Return the whole listing, keeping every character the same.

Dataset items:
····················

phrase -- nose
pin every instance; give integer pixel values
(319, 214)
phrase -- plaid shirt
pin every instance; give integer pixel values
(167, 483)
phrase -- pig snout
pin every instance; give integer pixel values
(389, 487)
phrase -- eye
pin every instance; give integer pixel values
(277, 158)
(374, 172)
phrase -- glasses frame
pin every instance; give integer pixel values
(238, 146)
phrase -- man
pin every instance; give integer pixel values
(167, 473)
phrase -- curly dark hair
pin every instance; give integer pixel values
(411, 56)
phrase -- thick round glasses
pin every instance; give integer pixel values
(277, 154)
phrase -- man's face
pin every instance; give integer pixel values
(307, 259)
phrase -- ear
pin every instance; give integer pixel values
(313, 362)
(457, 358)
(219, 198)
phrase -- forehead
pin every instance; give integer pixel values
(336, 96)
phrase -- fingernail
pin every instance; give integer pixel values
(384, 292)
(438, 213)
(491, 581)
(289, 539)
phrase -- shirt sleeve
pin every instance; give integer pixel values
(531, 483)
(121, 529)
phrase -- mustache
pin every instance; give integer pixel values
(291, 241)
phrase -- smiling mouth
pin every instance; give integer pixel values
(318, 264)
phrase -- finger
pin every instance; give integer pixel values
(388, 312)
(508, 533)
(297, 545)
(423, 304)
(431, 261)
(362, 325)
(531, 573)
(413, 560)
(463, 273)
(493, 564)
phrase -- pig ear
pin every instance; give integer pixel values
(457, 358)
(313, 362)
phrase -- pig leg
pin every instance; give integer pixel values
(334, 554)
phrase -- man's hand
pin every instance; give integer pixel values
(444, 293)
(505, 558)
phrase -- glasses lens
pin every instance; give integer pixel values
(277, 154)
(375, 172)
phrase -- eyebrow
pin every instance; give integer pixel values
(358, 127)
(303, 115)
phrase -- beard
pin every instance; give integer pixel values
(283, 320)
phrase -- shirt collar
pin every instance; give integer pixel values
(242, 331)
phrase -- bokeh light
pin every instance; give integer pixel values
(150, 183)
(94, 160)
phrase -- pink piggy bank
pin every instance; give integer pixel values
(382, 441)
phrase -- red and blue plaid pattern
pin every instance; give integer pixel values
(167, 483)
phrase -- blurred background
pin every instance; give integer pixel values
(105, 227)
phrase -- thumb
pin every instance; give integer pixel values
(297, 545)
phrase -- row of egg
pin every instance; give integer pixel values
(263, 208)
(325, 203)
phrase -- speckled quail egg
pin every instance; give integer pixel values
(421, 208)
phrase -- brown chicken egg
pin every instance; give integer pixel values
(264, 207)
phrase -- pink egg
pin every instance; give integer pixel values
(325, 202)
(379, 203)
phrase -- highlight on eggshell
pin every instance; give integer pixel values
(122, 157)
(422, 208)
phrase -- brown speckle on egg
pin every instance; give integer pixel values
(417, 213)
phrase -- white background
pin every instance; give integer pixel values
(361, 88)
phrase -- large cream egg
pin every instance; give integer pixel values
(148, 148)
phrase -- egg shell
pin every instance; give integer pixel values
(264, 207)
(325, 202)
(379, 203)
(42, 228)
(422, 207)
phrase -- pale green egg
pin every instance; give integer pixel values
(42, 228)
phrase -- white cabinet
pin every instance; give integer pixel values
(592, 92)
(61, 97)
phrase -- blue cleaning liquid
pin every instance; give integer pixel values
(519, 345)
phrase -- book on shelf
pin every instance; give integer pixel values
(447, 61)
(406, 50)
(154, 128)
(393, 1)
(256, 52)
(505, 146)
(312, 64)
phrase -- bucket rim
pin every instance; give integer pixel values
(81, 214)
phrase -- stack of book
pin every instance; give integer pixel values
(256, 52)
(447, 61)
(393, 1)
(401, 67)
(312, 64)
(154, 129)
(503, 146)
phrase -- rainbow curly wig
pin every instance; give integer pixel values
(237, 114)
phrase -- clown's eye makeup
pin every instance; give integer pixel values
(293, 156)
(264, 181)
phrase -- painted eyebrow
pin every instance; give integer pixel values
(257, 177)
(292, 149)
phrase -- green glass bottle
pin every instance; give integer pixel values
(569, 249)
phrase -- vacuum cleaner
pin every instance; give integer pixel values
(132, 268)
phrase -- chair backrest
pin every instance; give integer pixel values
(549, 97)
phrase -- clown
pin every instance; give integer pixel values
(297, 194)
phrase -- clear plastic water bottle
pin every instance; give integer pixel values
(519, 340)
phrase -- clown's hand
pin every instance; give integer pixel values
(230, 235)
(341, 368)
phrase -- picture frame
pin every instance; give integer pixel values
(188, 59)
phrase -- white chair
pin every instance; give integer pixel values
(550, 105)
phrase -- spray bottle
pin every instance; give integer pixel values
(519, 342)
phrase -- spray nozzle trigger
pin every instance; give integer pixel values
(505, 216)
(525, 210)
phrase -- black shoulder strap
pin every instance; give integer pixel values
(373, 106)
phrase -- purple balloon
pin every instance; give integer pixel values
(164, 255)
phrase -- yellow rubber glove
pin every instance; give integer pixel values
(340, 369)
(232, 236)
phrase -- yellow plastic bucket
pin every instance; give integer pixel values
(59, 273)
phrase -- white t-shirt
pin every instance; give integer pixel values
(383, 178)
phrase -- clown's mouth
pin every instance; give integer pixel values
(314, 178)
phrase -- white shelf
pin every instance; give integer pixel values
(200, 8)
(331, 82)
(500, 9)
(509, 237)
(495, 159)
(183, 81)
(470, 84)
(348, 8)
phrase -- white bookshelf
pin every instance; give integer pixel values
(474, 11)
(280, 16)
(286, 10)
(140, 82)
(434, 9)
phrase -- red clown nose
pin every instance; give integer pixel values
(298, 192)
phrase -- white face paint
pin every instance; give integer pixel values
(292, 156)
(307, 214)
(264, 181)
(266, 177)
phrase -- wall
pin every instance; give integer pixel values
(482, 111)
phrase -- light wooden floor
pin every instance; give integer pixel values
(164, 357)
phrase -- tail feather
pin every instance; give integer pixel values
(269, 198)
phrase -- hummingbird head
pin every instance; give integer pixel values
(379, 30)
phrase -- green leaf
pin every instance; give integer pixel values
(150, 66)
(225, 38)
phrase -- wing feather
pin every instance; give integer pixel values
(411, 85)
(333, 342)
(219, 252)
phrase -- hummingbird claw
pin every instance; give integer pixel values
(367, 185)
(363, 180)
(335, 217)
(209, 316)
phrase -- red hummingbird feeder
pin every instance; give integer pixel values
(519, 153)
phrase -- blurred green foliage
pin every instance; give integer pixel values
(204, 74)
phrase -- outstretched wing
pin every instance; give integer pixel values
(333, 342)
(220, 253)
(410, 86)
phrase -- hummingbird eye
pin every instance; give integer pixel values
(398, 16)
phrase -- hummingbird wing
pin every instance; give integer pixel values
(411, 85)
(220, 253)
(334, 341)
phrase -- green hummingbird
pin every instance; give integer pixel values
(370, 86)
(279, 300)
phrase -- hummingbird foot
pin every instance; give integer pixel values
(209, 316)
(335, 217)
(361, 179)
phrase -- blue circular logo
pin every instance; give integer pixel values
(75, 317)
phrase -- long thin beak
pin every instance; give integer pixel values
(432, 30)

····················

Answer to this problem:
phrase -- nose
pin every instance; give integer pixel values
(319, 214)
phrase -- plaid shirt
pin every instance; give integer pixel values
(167, 483)
phrase -- pig snout
pin every instance; give integer pixel values
(389, 487)
phrase -- eye
pin every instance; give integer pixel values
(277, 158)
(374, 172)
phrase -- glasses frame
pin every instance; give integer pixel values
(238, 146)
phrase -- man
pin every instance; give integer pixel values
(167, 473)
phrase -- curly dark hair
pin every instance; give integer pixel values
(411, 56)
phrase -- thick round glasses
pin every instance; give integer pixel values
(277, 154)
phrase -- man's face
pin every instance; give integer pixel values
(307, 259)
phrase -- ear
pin every instance; give integer pixel values
(313, 362)
(457, 358)
(219, 198)
phrase -- forehead
pin every instance; give integer pixel values
(336, 96)
phrase -- fingernail
pin every instance; give integer pixel values
(384, 292)
(438, 213)
(491, 581)
(289, 539)
phrase -- shirt sleeve
pin every instance; give integer pixel values
(531, 483)
(121, 529)
phrase -- mustache
pin every instance; give integer pixel values
(291, 241)
phrase -- smiling mouth
pin every instance; give integer pixel values
(318, 264)
phrase -- finger
pin every instance; give integer pixel values
(388, 312)
(508, 533)
(297, 545)
(423, 304)
(431, 261)
(362, 325)
(531, 573)
(413, 560)
(463, 273)
(493, 564)
phrase -- pig ear
pin every instance; give integer pixel values
(457, 358)
(313, 362)
phrase -- pig leg
pin every instance; give integer pixel values
(334, 554)
phrase -- man's hand
pin every instance; give integer pixel values
(444, 293)
(505, 558)
phrase -- glasses lens
pin every instance; give integer pixel values
(277, 154)
(375, 172)
phrase -- eyebrow
pin every instance; give integer pixel values
(358, 127)
(303, 115)
phrase -- beard
pin every instance; give integer pixel values
(283, 320)
phrase -- shirt collar
pin every instance; give integer pixel values
(242, 331)
phrase -- bokeh light
pin every instance; give integer pixel values
(150, 183)
(94, 160)
phrase -- pink piggy bank
pin every instance; give integer pixel values
(382, 441)
phrase -- red and blue plaid pattern
pin every instance; give integer pixel values
(167, 483)
phrase -- blurred background
pin every instance; give integer pixel values
(105, 227)
phrase -- thumb
pin every instance; give integer pixel values
(297, 545)
phrase -- row of egg
pin every instance; give integer pixel values
(263, 208)
(325, 203)
phrase -- speckled quail egg
pin every instance; give integer pixel values
(421, 208)
phrase -- brown chicken egg
pin every instance; give integer pixel values
(264, 207)
phrase -- pink egg
pin every instance; give integer pixel values
(325, 202)
(379, 203)
phrase -- highlight on eggshell
pin every instance; give integer pixel values
(122, 157)
(422, 208)
phrase -- brown speckle on egg
pin every instance; give integer pixel values
(417, 213)
phrase -- white background
pin every instance; give integer pixel values
(361, 88)
phrase -- large cream egg
pin every instance; give integer pixel values
(148, 148)
phrase -- egg shell
pin every instance; give integer pixel values
(264, 207)
(325, 202)
(379, 203)
(42, 228)
(422, 207)
phrase -- pale green egg
pin every instance; give integer pixel values
(42, 228)
phrase -- white cabinet
pin every instance; give integer pixel values
(592, 92)
(61, 97)
phrase -- blue cleaning liquid
pin every instance; give integer pixel values
(519, 345)
phrase -- book on shelf
pin every instance; give integer pixel values
(447, 61)
(406, 50)
(154, 128)
(393, 1)
(256, 52)
(505, 146)
(312, 64)
phrase -- bucket rim
pin every instance; give integer pixel values
(81, 214)
phrase -- stack of book
pin every instance; give integer pixel values
(256, 52)
(447, 61)
(393, 1)
(401, 67)
(312, 64)
(154, 129)
(503, 146)
phrase -- rainbow curly wig
pin every instance; give integer pixel values
(237, 114)
phrase -- clown's eye makeup
pin every instance; give integer pixel values
(293, 156)
(264, 181)
phrase -- painted eyebrow
pin every instance; give integer pixel values
(257, 177)
(292, 149)
phrase -- green glass bottle
pin every instance; give integer pixel values
(569, 249)
phrase -- vacuum cleaner
pin every instance; give integer pixel values
(132, 268)
phrase -- chair backrest
pin every instance; give integer pixel values
(549, 97)
phrase -- clown
pin every instance; give integer pixel values
(297, 194)
phrase -- clear plastic water bottle
pin every instance; give integer pixel values
(519, 340)
phrase -- clown's hand
pin every instance; give integer pixel values
(230, 235)
(341, 368)
phrase -- picture frame
pin every instance; give integer pixel values
(188, 59)
phrase -- white chair
pin every instance; give integer pixel values
(550, 105)
phrase -- spray bottle
pin every instance; give integer pixel values
(519, 342)
phrase -- spray nozzle trigger
pin every instance; give integer pixel values
(505, 216)
(525, 210)
phrase -- black shoulder strap
pin every instance; give integer pixel values
(373, 106)
phrase -- purple balloon
pin every instance; give integer pixel values
(164, 255)
phrase -- yellow rubber glove
pin every instance; give integer pixel values
(340, 369)
(232, 236)
phrase -- yellow plastic bucket
pin every instance; give integer pixel values
(59, 273)
phrase -- white t-shirt
pin every instance; give integer pixel values
(383, 178)
phrase -- clown's mouth
pin every instance; give integer pixel values
(314, 178)
phrase -- white shelf
pin every instance; give integer pixel values
(200, 8)
(331, 82)
(500, 9)
(509, 237)
(495, 159)
(183, 81)
(470, 84)
(348, 8)
phrase -- white bookshelf
pin every instance; give integer pixel values
(474, 11)
(280, 16)
(286, 10)
(140, 82)
(434, 9)
phrase -- red clown nose
pin every instance; give integer pixel values
(298, 192)
phrase -- white face paint
pin every instance; give integer pixel values
(292, 156)
(307, 214)
(264, 181)
(266, 177)
phrase -- wall
pin every instance; give integer pixel values
(482, 111)
phrase -- light wooden floor
pin every instance; give integer pixel values
(164, 357)
phrase -- tail feather
pin every instance; give integer pixel values
(269, 198)
phrase -- hummingbird head
pin every instance; give integer pixel values
(379, 30)
phrase -- green leaf
pin every instance; give integer pixel values
(150, 66)
(225, 38)
phrase -- wing feather
pin every instance; give integer pixel values
(411, 85)
(333, 342)
(219, 252)
phrase -- hummingbird claw
pin every instance; give integer pixel values
(367, 185)
(363, 180)
(335, 217)
(209, 316)
phrase -- red hummingbird feeder
pin every instance; give integer pixel values
(519, 153)
phrase -- blurred green foliage
pin every instance; give integer pixel values
(204, 74)
phrase -- outstretched wing
pin every instance; give integer pixel values
(333, 342)
(220, 253)
(410, 86)
phrase -- hummingbird eye
pin every instance; give integer pixel values
(398, 16)
phrase -- hummingbird wing
pin every instance; give integer pixel values
(411, 85)
(220, 253)
(334, 341)
phrase -- green hummingbird
pin every instance; give integer pixel values
(370, 86)
(279, 300)
phrase -- hummingbird foot
pin every instance; give integer pixel values
(209, 316)
(335, 217)
(361, 179)
phrase -- blue circular logo
pin every instance; give integer pixel values
(75, 317)
phrase -- long thin beak
pin every instance; give integer pixel values
(432, 30)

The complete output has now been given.